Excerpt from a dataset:
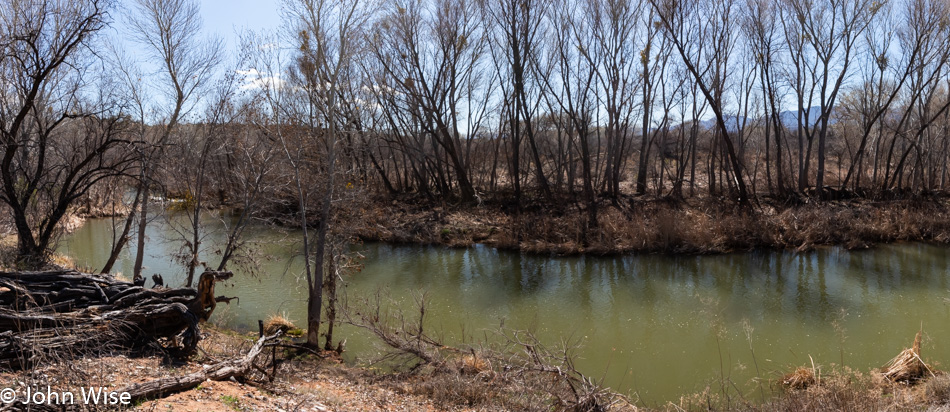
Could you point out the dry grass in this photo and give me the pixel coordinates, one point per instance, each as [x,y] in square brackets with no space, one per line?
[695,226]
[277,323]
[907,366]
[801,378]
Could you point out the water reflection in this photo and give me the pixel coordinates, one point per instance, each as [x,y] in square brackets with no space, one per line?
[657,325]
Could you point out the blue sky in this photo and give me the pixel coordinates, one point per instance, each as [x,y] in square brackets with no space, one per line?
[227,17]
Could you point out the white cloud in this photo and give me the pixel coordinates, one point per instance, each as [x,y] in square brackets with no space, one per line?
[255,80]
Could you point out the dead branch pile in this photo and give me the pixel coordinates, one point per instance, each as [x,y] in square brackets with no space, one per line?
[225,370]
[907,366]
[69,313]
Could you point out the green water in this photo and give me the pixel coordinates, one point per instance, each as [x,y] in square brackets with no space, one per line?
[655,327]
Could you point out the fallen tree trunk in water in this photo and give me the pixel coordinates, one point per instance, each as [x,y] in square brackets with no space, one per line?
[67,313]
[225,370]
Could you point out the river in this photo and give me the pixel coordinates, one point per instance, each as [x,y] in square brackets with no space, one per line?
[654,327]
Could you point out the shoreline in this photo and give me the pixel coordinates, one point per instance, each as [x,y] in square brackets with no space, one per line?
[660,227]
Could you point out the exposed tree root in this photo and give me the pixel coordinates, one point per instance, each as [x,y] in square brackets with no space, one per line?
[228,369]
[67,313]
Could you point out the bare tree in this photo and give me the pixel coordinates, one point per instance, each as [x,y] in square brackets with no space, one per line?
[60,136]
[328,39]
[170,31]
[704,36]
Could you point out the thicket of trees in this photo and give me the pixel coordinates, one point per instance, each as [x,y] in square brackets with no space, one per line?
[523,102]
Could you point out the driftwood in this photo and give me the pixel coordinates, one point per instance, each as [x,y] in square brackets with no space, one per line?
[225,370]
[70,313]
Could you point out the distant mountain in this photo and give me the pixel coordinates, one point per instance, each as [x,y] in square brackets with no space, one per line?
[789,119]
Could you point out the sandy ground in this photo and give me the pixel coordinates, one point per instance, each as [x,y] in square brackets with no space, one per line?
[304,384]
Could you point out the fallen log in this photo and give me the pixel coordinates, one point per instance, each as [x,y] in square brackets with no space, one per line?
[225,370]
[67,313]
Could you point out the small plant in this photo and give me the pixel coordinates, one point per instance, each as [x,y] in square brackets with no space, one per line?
---
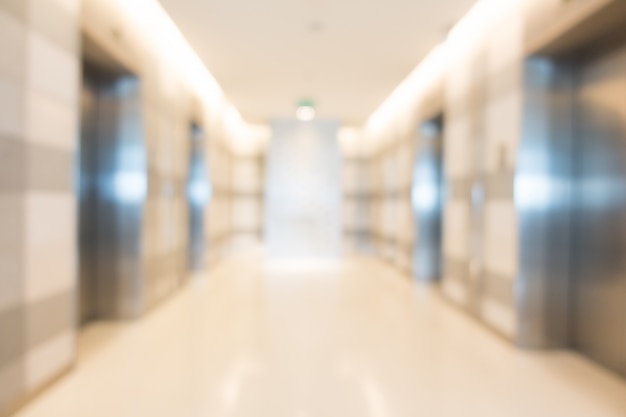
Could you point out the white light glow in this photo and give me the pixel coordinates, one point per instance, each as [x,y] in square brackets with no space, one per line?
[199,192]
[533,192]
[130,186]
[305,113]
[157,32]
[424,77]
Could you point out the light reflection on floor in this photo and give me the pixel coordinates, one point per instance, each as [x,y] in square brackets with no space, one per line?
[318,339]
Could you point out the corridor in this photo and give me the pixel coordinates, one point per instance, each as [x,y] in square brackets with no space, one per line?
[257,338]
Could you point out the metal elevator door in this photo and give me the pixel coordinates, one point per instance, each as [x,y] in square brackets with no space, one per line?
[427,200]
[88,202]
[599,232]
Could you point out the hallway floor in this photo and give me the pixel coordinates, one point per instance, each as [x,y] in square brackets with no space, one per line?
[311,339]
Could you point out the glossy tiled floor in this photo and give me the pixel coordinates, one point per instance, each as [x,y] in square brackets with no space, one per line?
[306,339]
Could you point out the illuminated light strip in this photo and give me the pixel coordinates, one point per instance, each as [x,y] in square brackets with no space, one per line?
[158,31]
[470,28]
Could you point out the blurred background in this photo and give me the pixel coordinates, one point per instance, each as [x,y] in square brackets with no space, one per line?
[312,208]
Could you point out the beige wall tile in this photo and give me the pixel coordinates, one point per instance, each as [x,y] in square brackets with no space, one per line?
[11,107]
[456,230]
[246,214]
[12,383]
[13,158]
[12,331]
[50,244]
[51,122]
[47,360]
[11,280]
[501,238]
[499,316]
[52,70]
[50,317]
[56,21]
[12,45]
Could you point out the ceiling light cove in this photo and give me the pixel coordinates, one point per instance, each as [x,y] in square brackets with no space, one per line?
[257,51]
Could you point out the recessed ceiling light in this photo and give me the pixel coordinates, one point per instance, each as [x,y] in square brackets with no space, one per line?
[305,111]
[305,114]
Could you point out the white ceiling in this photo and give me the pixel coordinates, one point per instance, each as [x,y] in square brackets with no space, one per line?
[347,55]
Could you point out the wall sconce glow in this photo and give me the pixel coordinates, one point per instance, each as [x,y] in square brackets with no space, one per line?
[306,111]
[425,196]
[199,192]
* * *
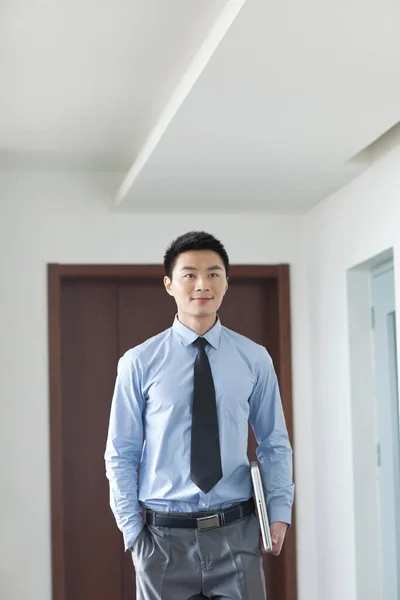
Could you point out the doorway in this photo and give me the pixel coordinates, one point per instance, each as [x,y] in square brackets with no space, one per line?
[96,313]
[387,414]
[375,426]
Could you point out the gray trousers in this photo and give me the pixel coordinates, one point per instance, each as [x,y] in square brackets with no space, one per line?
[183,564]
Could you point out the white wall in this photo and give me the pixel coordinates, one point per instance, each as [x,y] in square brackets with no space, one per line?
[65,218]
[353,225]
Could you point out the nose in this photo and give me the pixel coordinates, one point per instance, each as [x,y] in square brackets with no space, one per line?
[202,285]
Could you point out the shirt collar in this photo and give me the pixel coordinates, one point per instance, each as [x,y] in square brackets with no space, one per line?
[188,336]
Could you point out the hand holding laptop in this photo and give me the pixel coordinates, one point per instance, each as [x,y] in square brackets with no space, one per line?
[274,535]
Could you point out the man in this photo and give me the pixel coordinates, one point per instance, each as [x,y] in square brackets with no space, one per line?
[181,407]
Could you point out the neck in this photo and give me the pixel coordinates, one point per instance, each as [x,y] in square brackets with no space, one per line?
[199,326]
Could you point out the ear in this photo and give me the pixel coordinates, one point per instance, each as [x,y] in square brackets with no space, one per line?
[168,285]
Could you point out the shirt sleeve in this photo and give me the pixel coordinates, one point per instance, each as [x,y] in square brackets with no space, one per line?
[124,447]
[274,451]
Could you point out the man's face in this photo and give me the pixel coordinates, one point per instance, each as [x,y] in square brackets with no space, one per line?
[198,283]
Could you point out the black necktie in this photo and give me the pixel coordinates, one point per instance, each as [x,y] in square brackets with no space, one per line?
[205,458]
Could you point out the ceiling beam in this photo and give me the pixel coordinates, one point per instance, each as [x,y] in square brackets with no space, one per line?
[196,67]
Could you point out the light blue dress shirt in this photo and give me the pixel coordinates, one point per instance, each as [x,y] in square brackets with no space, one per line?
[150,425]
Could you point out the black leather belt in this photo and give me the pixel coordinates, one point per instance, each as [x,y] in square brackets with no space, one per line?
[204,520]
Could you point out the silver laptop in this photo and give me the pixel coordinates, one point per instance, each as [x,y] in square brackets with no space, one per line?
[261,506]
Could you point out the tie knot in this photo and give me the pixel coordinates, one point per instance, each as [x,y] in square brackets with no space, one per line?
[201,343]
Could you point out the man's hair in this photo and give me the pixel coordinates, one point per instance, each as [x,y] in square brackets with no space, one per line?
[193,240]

— Your objective —
From the dataset excerpt above, please pull out each line that contains the word "fallen" and copy those lines in full.

— Exercise solution —
Could you point out the fallen tree trunk in water in this photo and give me the pixel coordinates, one point per instance, each as [x,y] in square brackets with no space, one per line?
Could you point out the fallen log in this photo and give me the pixel coordinates, one point per instance, each as [x,y] in square brackets with no space, one per line?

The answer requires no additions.